• EXCERTO DO DOCUMENTO:
::::::

Essa rocha que estás a utilizar é RM ou DIY?

Abraço e boa sorte

----------


## Hugo de Oliveira

Parece-me que a moda dos reef branches vai pegar  :SbSourire:  :SbSourire:  :SbSourire: 

A mim já me convenceu  :yb624: 

Cumprimentos
Hugo de Oliveira

----------


## Artur Fonseca

Boas Carlos,

A nova montagem promete  :SbOk:  em cerca de semana e meia já tem layout e frags colocados, espectáculo, agora é deixar crescer, um ou dois anitos e não mexer  :SbOk3:  hehe  :SbSourire2:

----------


## Pedro Ferrer

Boa tarde




> agora é deixar crescer, um ou dois anitos e não mexer  hehe


O problema será mesmo esse... não mexer...

Abraço
Pedro Ferrer

----------


## Jose Neves

grande carlos :Palmas:  :Palmas:  :Palmas:  meu comerciante :yb624:  :yb624:  :yb624:  :yb624:  :yb624: 

Belo sem duvida, quero é ver mais fotos

----------


## Carlos Mota

boas

cá ficam uma fotos rapidas da evolução das coisas

----------


## José B. Ferreira

Viva Grande Carlos,

Isso está a ficar um espectáculo. Quando esses frags crescerem então é que vai ficar fora de série.

Força nisso

Mc

José B. Ferreira

----------


## Ricardo Oliveira

Ola Carlos 
Diz-me uma coisa, essa queda de agua assim posta nas costas, não faz muito barulho no retorno? Estas satisfeito com essa montagem?

----------


## Hugo Figueiredo

Este homem é um MISTER!!!
Não pára!!!

Mais uma excelente montagem!
Mais um excelente trabalho!
Mais uma excelente ajuda para quem quer perceber como estas coisas funcionam!

Vou ter mesmo de te fazer nova visita quando estiver a ultimar o meu, porque também tenho a ideia de fazer à base de branches!

::::::

• Excertos de registos de segmentação:
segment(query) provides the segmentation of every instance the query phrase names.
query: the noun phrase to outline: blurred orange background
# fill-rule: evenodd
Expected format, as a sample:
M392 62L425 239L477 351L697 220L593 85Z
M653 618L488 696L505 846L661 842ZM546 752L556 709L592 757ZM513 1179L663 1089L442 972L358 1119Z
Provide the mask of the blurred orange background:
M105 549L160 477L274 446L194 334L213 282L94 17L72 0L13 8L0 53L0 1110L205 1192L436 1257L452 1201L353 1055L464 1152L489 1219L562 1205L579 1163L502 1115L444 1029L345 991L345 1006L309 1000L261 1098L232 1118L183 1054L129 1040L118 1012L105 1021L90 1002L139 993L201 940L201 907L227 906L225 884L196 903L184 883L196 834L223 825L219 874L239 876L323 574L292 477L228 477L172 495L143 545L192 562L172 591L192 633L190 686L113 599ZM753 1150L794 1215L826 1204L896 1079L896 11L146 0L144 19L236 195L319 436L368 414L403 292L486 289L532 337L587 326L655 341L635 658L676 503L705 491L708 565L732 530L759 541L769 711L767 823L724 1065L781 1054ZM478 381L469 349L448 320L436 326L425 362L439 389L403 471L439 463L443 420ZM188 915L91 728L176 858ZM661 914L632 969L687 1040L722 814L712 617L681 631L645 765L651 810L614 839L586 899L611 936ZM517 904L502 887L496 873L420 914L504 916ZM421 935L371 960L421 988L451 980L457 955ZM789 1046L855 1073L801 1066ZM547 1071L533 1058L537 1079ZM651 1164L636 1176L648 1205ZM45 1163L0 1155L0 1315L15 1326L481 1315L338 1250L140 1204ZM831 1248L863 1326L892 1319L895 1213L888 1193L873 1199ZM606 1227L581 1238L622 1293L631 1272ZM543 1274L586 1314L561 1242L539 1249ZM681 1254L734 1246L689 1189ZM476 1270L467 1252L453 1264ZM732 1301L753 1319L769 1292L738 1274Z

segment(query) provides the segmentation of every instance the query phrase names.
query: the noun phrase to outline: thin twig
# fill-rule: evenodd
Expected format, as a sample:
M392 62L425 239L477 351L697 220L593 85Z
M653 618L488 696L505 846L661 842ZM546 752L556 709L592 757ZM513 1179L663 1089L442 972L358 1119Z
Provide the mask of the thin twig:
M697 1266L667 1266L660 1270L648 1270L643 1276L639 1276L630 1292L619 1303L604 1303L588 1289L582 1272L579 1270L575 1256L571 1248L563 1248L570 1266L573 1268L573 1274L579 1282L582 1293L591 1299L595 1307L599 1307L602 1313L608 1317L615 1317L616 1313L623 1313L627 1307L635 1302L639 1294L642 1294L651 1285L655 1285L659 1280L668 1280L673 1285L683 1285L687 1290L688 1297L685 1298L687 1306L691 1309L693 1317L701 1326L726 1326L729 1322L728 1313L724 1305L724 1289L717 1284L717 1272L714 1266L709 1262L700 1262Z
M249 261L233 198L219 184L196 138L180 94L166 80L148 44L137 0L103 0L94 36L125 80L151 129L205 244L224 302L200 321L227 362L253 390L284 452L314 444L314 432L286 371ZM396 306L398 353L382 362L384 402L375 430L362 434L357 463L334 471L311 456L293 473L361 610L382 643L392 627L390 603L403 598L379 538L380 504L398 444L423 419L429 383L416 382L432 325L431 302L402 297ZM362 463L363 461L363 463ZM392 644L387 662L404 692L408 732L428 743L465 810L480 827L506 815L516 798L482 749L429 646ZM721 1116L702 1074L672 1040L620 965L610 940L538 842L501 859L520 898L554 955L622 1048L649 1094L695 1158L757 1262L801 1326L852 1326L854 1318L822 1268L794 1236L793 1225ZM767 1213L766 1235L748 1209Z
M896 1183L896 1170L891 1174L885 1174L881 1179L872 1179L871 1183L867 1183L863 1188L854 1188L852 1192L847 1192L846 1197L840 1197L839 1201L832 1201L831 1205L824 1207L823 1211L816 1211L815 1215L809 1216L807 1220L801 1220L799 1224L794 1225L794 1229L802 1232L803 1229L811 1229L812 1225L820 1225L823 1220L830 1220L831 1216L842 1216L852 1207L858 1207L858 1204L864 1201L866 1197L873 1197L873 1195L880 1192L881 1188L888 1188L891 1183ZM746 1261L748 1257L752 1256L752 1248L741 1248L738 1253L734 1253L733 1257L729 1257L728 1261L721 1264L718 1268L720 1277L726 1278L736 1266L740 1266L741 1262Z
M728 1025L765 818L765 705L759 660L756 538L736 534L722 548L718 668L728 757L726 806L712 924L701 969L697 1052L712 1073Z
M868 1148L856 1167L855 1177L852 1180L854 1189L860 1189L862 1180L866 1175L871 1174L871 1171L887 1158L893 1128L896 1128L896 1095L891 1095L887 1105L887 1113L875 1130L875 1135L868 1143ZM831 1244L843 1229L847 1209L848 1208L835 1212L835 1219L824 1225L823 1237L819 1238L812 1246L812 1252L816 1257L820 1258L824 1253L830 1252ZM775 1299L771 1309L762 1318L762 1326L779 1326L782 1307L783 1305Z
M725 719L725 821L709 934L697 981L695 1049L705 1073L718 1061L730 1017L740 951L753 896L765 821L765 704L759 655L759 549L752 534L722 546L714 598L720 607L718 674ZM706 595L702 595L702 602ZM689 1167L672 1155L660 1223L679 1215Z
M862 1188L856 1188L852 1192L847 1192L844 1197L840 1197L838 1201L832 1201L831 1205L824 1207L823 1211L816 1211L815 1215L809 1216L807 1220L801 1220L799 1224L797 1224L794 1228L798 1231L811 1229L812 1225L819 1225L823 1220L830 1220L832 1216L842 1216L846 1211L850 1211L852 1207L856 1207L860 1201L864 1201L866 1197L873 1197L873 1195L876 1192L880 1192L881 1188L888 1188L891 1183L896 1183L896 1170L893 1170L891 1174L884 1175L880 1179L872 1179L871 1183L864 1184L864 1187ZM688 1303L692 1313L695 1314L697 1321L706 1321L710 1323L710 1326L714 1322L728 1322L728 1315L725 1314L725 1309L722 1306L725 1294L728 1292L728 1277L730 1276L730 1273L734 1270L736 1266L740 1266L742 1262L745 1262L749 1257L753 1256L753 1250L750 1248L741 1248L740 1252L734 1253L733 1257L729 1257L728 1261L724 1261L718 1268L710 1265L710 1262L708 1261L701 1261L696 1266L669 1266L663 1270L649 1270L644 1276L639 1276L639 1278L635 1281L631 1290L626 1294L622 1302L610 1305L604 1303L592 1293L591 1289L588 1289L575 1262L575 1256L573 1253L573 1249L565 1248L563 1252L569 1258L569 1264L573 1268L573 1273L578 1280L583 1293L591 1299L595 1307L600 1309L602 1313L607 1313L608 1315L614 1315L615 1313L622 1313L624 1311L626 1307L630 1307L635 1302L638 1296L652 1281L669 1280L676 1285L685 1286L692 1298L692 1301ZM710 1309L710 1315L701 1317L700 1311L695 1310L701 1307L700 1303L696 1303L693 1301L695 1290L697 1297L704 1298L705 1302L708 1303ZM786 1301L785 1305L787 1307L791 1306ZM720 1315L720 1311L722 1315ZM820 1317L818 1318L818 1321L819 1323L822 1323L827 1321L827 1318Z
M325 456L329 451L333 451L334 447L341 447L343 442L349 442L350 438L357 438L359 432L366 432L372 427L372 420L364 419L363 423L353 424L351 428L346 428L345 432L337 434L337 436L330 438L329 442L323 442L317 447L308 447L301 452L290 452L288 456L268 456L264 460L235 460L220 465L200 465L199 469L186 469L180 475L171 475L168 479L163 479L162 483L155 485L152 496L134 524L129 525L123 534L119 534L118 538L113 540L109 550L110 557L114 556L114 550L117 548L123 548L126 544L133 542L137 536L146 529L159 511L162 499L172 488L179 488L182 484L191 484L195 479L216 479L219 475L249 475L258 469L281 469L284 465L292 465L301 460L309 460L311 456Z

::::::

• TAREFAS:
a) Segundo Artur Fonseca no excerto do fórum, em quanto tempo a nova montagem já tinha layout e frags colocados?
b) Reproduz as linhas dos registos de segmentação desde o início até à linha que contém "Provide the mask of the blurred", inclusive, trocando "noun phrase" por "descriptive phrase" e mantendo tudo o resto inalterado.
O excerto do fórum e as linhas provêm de fontes distintas.

• RESPOSTAS:
a) Em cerca de semana e meia.

b)
segment(query) provides the segmentation of every instance the query phrase names.
query: the descriptive phrase to outline: blurred orange background
# fill-rule: evenodd
Expected format, as a sample:
M392 62L425 239L477 351L697 220L593 85Z
M653 618L488 696L505 846L661 842ZM546 752L556 709L592 757ZM513 1179L663 1089L442 972L358 1119Z
Provide the mask of the blurred orange background:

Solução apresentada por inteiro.